• **GIVEN DATA**:
○ ○ ○ ○ ○ ○ ○

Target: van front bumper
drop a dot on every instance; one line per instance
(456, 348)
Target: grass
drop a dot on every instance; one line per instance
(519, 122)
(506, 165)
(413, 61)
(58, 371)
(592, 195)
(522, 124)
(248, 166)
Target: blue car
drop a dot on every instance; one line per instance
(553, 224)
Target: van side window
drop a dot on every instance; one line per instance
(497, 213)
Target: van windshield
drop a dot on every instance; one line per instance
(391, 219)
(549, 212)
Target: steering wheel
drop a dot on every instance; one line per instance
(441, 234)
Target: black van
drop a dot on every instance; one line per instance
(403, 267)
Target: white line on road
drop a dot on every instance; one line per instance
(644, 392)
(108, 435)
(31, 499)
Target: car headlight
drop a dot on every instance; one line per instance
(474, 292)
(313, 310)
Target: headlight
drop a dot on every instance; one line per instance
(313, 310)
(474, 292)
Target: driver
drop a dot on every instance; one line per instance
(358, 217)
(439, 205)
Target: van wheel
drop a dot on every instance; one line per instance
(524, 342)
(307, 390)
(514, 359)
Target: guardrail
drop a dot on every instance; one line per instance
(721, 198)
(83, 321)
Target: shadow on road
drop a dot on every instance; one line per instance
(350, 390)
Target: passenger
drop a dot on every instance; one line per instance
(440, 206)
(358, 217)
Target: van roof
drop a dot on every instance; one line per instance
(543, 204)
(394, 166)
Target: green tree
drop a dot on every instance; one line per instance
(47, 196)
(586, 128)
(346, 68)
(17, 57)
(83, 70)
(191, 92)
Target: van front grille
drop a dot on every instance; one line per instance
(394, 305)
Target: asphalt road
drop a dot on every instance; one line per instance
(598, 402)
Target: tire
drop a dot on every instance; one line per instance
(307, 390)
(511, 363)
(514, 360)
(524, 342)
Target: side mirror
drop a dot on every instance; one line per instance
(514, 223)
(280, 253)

○ ○ ○ ○ ○ ○ ○

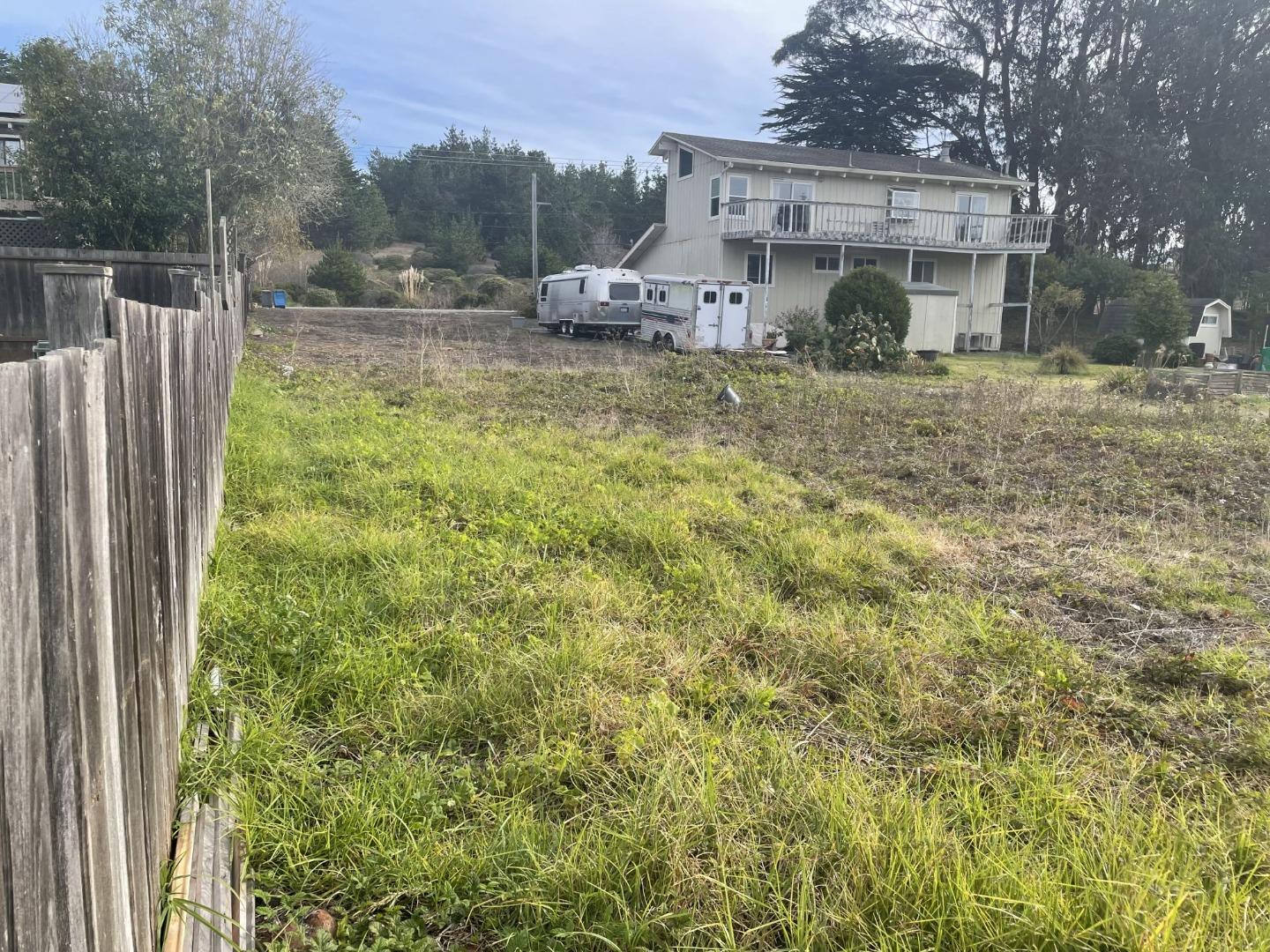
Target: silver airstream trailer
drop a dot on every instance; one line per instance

○ ○ ○ ○ ○ ○ ○

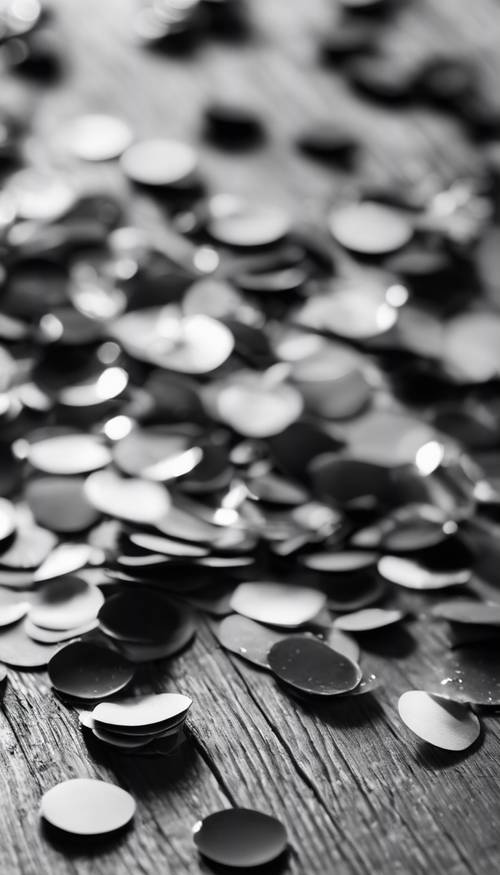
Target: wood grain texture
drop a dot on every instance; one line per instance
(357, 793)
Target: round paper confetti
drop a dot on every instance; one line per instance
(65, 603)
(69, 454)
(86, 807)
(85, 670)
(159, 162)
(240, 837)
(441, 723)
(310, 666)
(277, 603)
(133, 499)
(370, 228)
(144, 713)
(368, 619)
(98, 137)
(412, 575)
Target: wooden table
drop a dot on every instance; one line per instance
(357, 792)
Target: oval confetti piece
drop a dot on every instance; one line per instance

○ ○ ○ ○ ○ ○ ○

• **OBJECTIVE**: Pick out each line in the records above that contains the word "front" and copy those lines.

• **RESULT**:
Target: van front bumper
Target: van front grille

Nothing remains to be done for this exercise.